◆ YOUR GOAL
The answer is one number. Say how many lines in the entries below include the word "reports".

◆ DATA
::::::::::
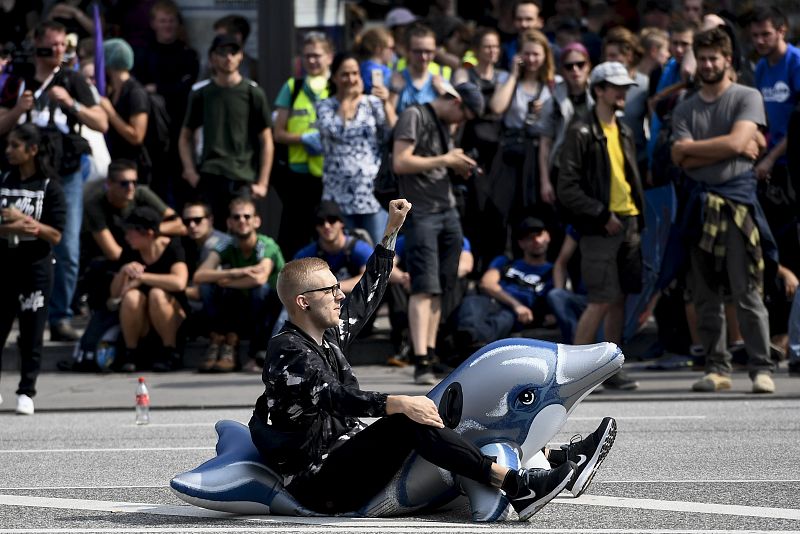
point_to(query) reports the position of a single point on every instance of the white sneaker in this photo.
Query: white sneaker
(24, 405)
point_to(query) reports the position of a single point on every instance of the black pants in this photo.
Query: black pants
(24, 294)
(362, 466)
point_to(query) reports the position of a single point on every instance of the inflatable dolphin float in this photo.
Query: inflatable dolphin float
(510, 399)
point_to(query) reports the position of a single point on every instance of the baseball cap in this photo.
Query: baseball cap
(399, 16)
(224, 39)
(328, 208)
(470, 96)
(612, 72)
(143, 218)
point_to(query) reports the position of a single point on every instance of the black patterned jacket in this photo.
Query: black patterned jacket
(312, 400)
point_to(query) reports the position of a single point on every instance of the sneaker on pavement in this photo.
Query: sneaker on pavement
(621, 381)
(423, 374)
(712, 382)
(540, 487)
(63, 331)
(763, 383)
(589, 453)
(24, 405)
(227, 359)
(212, 355)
::::::::::
◆ TASK SOLUTION
6